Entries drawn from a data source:
►
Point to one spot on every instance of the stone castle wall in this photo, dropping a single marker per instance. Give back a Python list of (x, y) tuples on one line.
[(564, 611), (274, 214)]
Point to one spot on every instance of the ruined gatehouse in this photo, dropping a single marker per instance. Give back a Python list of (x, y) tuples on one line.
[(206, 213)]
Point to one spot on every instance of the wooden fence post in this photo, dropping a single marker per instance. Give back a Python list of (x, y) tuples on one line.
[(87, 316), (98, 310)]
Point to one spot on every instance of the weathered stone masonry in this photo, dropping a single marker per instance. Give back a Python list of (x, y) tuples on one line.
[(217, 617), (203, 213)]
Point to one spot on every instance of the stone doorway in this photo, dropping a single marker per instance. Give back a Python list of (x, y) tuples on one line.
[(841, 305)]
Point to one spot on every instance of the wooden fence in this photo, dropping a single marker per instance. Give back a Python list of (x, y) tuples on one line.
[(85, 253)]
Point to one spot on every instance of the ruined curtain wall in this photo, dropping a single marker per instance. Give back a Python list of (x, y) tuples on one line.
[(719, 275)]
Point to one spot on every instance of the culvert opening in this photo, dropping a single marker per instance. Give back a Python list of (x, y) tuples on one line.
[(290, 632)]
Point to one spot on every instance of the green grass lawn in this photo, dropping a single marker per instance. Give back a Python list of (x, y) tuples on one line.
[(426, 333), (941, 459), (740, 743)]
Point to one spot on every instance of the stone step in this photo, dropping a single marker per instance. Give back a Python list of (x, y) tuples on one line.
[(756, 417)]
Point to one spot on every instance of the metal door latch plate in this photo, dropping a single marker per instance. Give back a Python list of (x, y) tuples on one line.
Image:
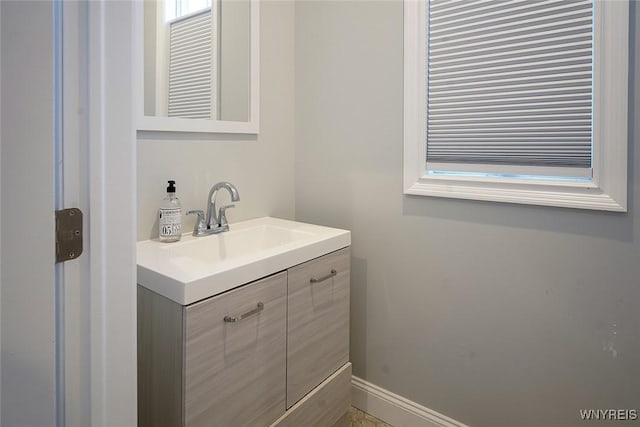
[(68, 234)]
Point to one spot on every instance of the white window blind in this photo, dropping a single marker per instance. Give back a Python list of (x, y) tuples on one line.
[(191, 75), (510, 83)]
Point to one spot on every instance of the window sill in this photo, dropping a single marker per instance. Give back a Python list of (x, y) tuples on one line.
[(579, 196)]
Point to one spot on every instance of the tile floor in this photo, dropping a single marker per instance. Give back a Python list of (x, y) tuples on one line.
[(358, 418)]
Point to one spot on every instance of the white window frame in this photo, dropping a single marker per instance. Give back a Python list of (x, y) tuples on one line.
[(608, 188)]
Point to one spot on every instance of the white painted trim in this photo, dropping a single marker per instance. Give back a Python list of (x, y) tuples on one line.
[(112, 184), (174, 124), (608, 190), (394, 409)]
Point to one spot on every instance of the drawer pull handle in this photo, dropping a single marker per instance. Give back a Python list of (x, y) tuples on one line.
[(235, 319), (323, 278)]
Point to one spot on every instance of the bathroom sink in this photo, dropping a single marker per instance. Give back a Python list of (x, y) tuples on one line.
[(199, 267)]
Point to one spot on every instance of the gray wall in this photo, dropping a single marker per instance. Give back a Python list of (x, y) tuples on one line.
[(492, 314), (260, 167)]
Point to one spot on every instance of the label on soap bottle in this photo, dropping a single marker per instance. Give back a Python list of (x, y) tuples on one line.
[(170, 224)]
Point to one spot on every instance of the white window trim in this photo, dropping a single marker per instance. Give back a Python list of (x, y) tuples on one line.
[(608, 188)]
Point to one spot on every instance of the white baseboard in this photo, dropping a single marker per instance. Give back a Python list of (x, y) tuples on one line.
[(395, 410)]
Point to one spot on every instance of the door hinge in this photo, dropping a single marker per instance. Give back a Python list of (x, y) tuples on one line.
[(68, 234)]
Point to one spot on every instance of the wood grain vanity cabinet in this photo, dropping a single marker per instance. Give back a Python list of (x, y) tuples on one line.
[(273, 352)]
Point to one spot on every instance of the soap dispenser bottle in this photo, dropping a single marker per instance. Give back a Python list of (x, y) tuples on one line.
[(170, 216)]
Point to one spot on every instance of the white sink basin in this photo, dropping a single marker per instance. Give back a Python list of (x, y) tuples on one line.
[(199, 267)]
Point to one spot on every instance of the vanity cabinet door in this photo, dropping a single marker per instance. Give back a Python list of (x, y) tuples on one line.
[(235, 349), (318, 322)]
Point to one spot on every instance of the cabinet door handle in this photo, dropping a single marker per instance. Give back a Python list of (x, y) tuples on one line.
[(239, 317), (323, 278)]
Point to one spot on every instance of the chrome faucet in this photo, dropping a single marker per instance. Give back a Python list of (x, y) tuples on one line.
[(214, 222)]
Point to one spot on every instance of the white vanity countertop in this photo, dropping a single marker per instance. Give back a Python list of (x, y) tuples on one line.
[(199, 267)]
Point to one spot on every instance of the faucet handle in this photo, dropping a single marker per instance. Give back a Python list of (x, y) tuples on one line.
[(201, 225), (222, 215)]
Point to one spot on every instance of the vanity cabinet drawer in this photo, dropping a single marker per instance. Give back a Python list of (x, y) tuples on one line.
[(317, 321), (234, 358)]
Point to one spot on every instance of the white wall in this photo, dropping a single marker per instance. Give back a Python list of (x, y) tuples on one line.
[(260, 167), (492, 314)]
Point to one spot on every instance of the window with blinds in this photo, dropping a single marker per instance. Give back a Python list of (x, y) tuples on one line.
[(191, 90), (510, 87)]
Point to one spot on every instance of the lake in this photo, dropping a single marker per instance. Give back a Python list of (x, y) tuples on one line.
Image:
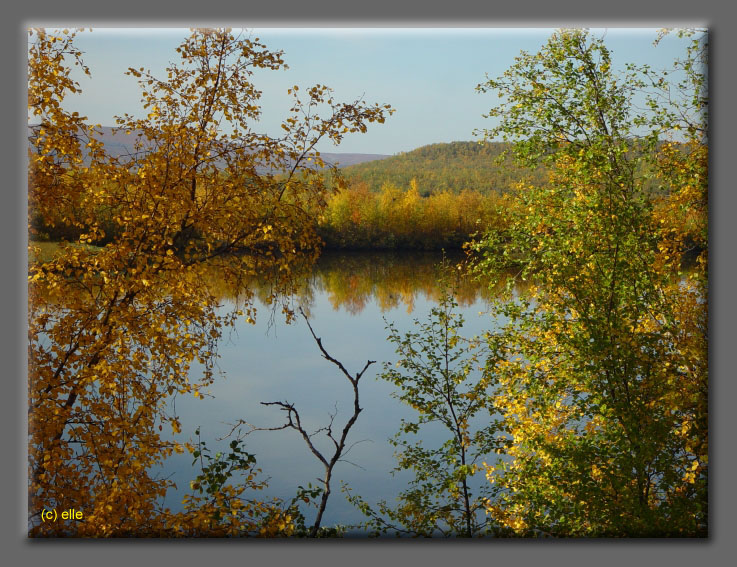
[(350, 298)]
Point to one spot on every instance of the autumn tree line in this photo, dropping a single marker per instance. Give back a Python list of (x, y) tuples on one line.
[(583, 408)]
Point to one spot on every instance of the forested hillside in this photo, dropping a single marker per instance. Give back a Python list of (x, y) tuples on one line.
[(443, 167)]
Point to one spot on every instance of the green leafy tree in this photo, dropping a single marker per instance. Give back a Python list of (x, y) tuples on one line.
[(440, 376), (602, 362)]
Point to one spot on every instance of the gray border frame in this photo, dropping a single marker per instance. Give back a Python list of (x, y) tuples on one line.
[(716, 14)]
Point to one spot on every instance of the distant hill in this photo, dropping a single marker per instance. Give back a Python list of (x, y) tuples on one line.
[(119, 143), (453, 166)]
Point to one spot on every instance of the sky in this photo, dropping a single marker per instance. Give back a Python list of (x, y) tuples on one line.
[(429, 76)]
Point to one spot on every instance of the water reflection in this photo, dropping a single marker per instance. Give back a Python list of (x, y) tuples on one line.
[(352, 280)]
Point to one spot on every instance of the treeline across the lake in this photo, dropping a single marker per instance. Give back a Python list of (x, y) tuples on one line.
[(400, 217), (446, 167), (584, 406)]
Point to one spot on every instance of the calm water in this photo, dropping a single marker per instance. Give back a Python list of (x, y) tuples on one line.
[(350, 299)]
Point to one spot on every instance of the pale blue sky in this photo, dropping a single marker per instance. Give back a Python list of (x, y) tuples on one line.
[(428, 75)]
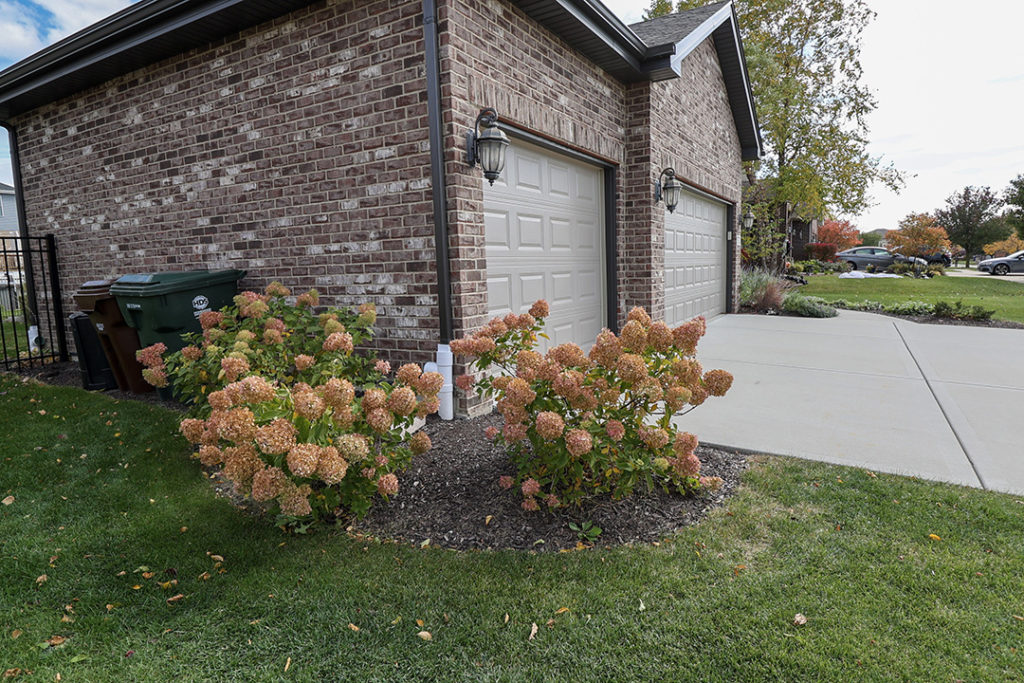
◄
## Exercise aim
Reproduce verbatim everything from the line containing "Point to one spot on every instance of the green grass" down to the line containing "[(235, 319), (323, 278)]", including both of those lines. Omit the pictures from your reproduction.

## Result of this task
Point to one spot on every instance of the green grass lawn in this photo, dropping a single marker per instance. Give back a Python list of (x, y) tuples on one line.
[(426, 333), (941, 459), (740, 743)]
Point to one spot on every instance of the stone step in this photo, dropping a single marker per instance. Give back a Python list of (x, y) tuples on one line.
[(756, 417)]
Point to one spot on every instance of the metal door latch plate in this photo, dropping a single marker per instance. Give back a Python list of (x, y) tuples on one line.
Image:
[(68, 234)]
Point to one spot on every instance of the white window blind in this photo, dropping a single marker per instance. Give back a Python list of (x, y) tuples on one line.
[(191, 75), (510, 83)]
Point to one spot on every instance of the window sill in this photo, dropping a single marker per instance. Give back a Python list of (x, y) tuples on one line.
[(579, 196)]
Point to one spot on every instance of the tile floor in this photo, dropping a single marker per instance. Give back a Python list of (x, y) tuples on one line.
[(358, 418)]
Point to one spot on every instance of the white window frame in this photo, dropping a single marker per instance. Give back a Python list of (x, y) tuples on one line.
[(608, 188)]
Point to one spot on every instance of the white painted trim in this photo, dropping a single marker per instance. Give back a Python list of (x, y) tuples on one line.
[(112, 184), (174, 124), (608, 190), (394, 409)]
Point to one spot on every instance of the drawer pull handle in this photo, dropping a single marker per instance. Give back a Python list of (x, y) tuples on one line.
[(235, 319), (323, 278)]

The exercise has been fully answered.